- _WRITTEN INSTRUCTION_
Extract every line of the records below word for word, and leave the pictures out of your answer.

Dataset rows
* * * * * * * * *

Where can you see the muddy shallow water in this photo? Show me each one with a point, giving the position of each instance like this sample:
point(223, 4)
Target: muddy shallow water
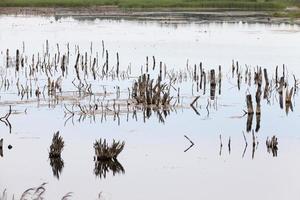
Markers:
point(156, 165)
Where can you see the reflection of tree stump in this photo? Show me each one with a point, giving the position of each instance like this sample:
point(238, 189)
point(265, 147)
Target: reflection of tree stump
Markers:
point(106, 157)
point(56, 147)
point(57, 164)
point(272, 145)
point(249, 104)
point(1, 147)
point(249, 122)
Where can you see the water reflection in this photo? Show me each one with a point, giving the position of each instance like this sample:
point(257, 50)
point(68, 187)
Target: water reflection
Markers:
point(104, 166)
point(57, 165)
point(1, 147)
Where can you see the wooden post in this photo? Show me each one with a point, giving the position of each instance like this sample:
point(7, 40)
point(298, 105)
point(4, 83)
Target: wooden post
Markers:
point(249, 104)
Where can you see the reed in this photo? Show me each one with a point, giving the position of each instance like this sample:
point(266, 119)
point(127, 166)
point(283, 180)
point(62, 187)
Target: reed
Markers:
point(57, 146)
point(104, 151)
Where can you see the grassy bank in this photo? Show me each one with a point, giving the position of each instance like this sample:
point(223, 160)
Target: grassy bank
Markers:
point(231, 4)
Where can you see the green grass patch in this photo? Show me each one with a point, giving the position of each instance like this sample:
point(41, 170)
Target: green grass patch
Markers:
point(231, 4)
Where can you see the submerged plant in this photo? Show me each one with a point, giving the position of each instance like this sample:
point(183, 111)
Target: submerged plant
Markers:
point(57, 146)
point(104, 151)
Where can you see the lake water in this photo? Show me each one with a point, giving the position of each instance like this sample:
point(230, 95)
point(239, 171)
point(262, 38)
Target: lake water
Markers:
point(155, 161)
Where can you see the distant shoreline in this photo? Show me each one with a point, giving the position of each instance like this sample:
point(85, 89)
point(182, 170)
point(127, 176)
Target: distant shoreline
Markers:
point(167, 15)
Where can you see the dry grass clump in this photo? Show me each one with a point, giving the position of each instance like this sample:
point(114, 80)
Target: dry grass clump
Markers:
point(104, 166)
point(104, 151)
point(57, 146)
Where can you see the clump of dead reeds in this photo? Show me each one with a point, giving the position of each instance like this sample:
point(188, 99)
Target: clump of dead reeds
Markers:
point(272, 145)
point(57, 165)
point(103, 167)
point(147, 91)
point(57, 146)
point(104, 151)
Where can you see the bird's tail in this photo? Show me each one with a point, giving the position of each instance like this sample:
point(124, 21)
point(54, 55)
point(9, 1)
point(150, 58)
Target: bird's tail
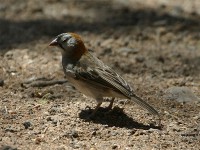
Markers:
point(144, 104)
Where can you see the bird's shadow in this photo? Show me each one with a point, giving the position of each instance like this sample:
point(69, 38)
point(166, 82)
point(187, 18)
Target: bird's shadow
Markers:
point(115, 117)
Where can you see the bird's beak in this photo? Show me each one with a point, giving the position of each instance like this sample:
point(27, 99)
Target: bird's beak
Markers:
point(54, 42)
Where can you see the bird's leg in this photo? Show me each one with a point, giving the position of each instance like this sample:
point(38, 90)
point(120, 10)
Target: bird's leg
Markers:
point(95, 110)
point(111, 103)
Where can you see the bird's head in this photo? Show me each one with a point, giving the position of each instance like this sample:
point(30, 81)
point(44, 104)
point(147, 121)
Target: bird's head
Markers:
point(71, 45)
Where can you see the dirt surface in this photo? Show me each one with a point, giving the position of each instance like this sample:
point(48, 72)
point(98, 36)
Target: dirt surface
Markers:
point(154, 46)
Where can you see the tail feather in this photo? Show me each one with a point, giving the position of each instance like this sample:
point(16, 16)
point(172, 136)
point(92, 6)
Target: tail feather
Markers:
point(144, 104)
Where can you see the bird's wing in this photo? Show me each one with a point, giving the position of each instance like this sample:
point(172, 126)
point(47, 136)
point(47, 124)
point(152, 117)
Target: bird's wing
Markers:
point(108, 78)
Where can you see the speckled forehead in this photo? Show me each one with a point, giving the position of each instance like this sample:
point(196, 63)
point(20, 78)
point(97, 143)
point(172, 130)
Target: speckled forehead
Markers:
point(64, 36)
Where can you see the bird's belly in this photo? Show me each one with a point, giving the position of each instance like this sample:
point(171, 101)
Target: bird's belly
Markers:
point(93, 90)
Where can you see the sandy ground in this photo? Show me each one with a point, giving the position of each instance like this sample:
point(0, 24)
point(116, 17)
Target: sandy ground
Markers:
point(154, 45)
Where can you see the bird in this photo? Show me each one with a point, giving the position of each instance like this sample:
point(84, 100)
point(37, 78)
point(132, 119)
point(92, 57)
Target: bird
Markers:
point(91, 76)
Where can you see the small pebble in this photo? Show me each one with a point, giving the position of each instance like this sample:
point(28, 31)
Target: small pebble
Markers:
point(27, 124)
point(1, 82)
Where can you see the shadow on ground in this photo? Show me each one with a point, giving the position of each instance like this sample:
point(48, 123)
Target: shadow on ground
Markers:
point(116, 117)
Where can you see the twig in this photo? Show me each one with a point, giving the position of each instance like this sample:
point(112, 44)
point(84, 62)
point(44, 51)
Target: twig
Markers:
point(44, 83)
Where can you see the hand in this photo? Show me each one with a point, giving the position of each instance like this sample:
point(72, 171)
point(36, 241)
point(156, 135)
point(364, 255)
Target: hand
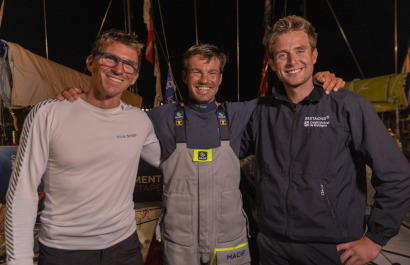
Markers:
point(359, 252)
point(330, 81)
point(69, 94)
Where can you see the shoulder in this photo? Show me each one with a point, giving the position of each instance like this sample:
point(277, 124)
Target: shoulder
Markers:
point(244, 106)
point(348, 98)
point(160, 112)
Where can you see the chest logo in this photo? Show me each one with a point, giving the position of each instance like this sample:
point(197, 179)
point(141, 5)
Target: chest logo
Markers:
point(202, 155)
point(321, 122)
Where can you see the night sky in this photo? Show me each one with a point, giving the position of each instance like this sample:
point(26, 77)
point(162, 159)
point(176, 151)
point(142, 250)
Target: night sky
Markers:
point(73, 24)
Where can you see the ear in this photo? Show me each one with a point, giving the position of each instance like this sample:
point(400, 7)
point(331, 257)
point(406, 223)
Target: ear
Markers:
point(314, 56)
point(271, 64)
point(89, 63)
point(184, 77)
point(134, 79)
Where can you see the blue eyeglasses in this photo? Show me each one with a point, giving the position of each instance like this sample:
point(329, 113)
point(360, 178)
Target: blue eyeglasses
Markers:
point(111, 60)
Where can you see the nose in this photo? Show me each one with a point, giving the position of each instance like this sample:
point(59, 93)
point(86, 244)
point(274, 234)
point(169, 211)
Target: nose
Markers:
point(203, 79)
point(291, 58)
point(119, 68)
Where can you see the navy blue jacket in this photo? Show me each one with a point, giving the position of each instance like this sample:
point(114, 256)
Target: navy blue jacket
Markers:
point(307, 154)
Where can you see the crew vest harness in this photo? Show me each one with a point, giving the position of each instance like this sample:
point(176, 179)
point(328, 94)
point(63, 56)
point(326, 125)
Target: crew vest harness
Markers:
point(203, 221)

* * * * * * * * *

- _RIGHT ANSWER_
Where can you see the muddy shallow water in this photo? Show me each one with a point, giving the position of each instance like this sample:
point(223, 4)
Target: muddy shallow water
Markers:
point(156, 165)
Where can you see the reflection of tree stump in this photo? Show me each one with a point, giving the position of each instance like this sample:
point(238, 189)
point(265, 147)
Target: reflection of tree stump
Markers:
point(106, 157)
point(56, 147)
point(57, 164)
point(272, 145)
point(249, 104)
point(1, 147)
point(249, 122)
Where can you see the water reflection in this photo? Show me each one with a point, giving the position of each instance like this sample:
point(257, 50)
point(68, 187)
Target: water reflection
Markers:
point(104, 166)
point(57, 165)
point(1, 147)
Where can you see the wooden post in this photo? Show me each one with a point, giving the position of each instance like this sample:
point(7, 40)
point(298, 105)
point(4, 83)
Target: wooden post
Markers:
point(249, 104)
Where can you see the reed in this photo? Show me each one with a point, giving the position of each instance like this sample:
point(266, 119)
point(127, 166)
point(283, 180)
point(62, 187)
Target: reed
Markers:
point(57, 146)
point(104, 151)
Where can you see the grassy bank in this photo? Show me each one with a point, giving the position of each instance like this sample:
point(223, 160)
Target: grassy bank
Markers:
point(231, 4)
Where can you see the green grass patch in this photo? Show me each one with a point, giving the position of each instance like this sample:
point(41, 170)
Target: green grass patch
Markers:
point(231, 4)
Where can you see the submerged plant in this photo? Show me each one with a point, giving the position of each instance like this sample:
point(183, 111)
Target: submerged plant
Markers:
point(57, 146)
point(104, 151)
Where can you see the lake water in this photo? Show me each one with a point, giving the position of each instance like this sample:
point(230, 95)
point(239, 171)
point(262, 38)
Target: lake water
Markers:
point(155, 161)
Where can you see the distant shoreline in this photo? Show me each one with a point, giving the position of each instance like this sample:
point(85, 89)
point(182, 170)
point(127, 176)
Target: distant shoreline
Markers:
point(167, 15)
Where can you see the dry grass clump in this photo? Show me each one with a point, giving the position of each instance like this sample:
point(114, 80)
Target: dry grass clump
Markers:
point(104, 166)
point(104, 151)
point(57, 146)
Where can you see the clump of dead reeds in this photo? Show me each one with a point, giving the position of each instance like this sample:
point(188, 99)
Target: clump of dead reeds
Markers:
point(272, 145)
point(57, 165)
point(103, 167)
point(147, 91)
point(57, 146)
point(104, 151)
Where can you see the bird's tail in this photo? Show me each one with a point, giving the position of each instance like this sample:
point(124, 21)
point(54, 55)
point(9, 1)
point(150, 58)
Target: bird's tail
Markers:
point(144, 104)
Where can you see the bird's shadow in this photo? Show me each one with a point, giving the position of each instance like this sample:
point(69, 38)
point(166, 82)
point(187, 18)
Target: bird's shadow
Markers:
point(115, 117)
Where can you see the bird's beak in this photo? Show me each one with a point, giving the position of each instance like this sample:
point(27, 99)
Target: bird's beak
Markers:
point(54, 42)
Where can you see the bird's leg in this photo? Show me each one with a point, giving the position of each instance like this sample:
point(38, 90)
point(120, 10)
Target: bird's leg
Markers:
point(95, 110)
point(111, 103)
Where can you see the bird's head in this photo? Show me each one with a point, giving the position of each instance like this sample:
point(30, 81)
point(44, 104)
point(147, 121)
Target: bird's head
Markers:
point(71, 45)
Where can you see the dirt surface in this photo? Show me each one with a point, giving the position of each instance like this sample:
point(48, 72)
point(98, 36)
Target: dirt surface
Markers:
point(154, 46)
Where can you see the tail feather in this photo? Show me each one with a point, giving the position of each instance like this sample:
point(16, 16)
point(172, 136)
point(92, 6)
Target: tail feather
Markers:
point(144, 104)
Where can you see the bird's wing in this photo? Show me each one with a point, giving the position of each instance like this sample:
point(172, 126)
point(47, 136)
point(47, 124)
point(152, 117)
Target: bird's wing
Markers:
point(108, 78)
Where can you see the speckled forehead in this photo? Show me each one with a point, giving the position of each instance like this sample:
point(196, 63)
point(20, 78)
point(97, 143)
point(172, 130)
Target: speckled forehead
Markers:
point(64, 36)
Where can you see the bird's belly in this photo? Show me each one with a point, giving the position of each instance like this sample:
point(171, 101)
Target: bird's belly
Markers:
point(93, 90)
Where can you see the sandy ground in this photo? Show me each one with a point, giving the position of each instance like this sample:
point(0, 24)
point(116, 17)
Target: sandy ground
Markers:
point(154, 45)
Where can you see the bird in this photo? Show me each one with a point, giving the position of each instance like this sample:
point(84, 100)
point(37, 78)
point(132, 119)
point(92, 57)
Target: bird
Markers:
point(91, 76)
Where can you see the small pebble in this photo? Show me each one with a point, giving the position of each instance like this sample:
point(28, 31)
Target: small pebble
Markers:
point(27, 124)
point(1, 82)
Where can you see the shadow on ground in this photo? Show me each one with a point, giving the position of each instance like this sample:
point(48, 123)
Target: shadow on ground
Markers:
point(116, 117)
Where can you see the twig in this photo? Show me each one with a point, giving the position of each instance like this sample:
point(112, 44)
point(84, 62)
point(44, 51)
Target: twig
Markers:
point(44, 83)
Where can you see the hand in this photo? Show me each one with a point, giving the position of each instance like this sample:
point(72, 171)
point(36, 241)
point(156, 135)
point(364, 255)
Target: hand
Markers:
point(359, 252)
point(330, 81)
point(69, 94)
Where can you see the shoulder in this photo? Show me each one with a point, giving the position of each instance like this sample:
point(277, 124)
Target: shoulder
Markers:
point(244, 106)
point(348, 98)
point(160, 112)
Where can you see the chest logo in this photo? Show me each one with a point, giving the position of each instance like this sample:
point(197, 179)
point(141, 5)
Target: chest logo
Markers:
point(202, 155)
point(321, 122)
Where can you see the night sky in this photo? Show me each one with a point, giving the position of each instance like this sample:
point(26, 77)
point(162, 159)
point(176, 151)
point(142, 250)
Target: night sky
Markers:
point(73, 24)
Where can you see the ear in this photo? Show me each one with a point, giving the position of each instance like this sample:
point(400, 7)
point(331, 257)
point(406, 223)
Target: ear
Markers:
point(314, 56)
point(271, 64)
point(89, 63)
point(184, 77)
point(134, 79)
Where can you see the blue eyeglasses in this photo? Show me each one with a point, giving the position of each instance like this sample:
point(329, 113)
point(360, 178)
Target: blue eyeglasses
Markers:
point(111, 60)
Where can you see the nose in this photo? Show me each one with a point, giving the position of each instance like this sample:
point(59, 93)
point(86, 244)
point(274, 234)
point(169, 211)
Target: nose
Markers:
point(203, 79)
point(291, 58)
point(119, 68)
Where can you see the navy blue jacket in this photo? Show me each one with a point, giving the position of each instance like this sample:
point(114, 256)
Target: navy blue jacket
Markers:
point(307, 154)
Where can you see the crew vest harness in this photo? Show me each one with a point, giving the position of each instance like this sample:
point(176, 179)
point(328, 94)
point(63, 56)
point(326, 125)
Target: crew vest harness
Markers:
point(203, 221)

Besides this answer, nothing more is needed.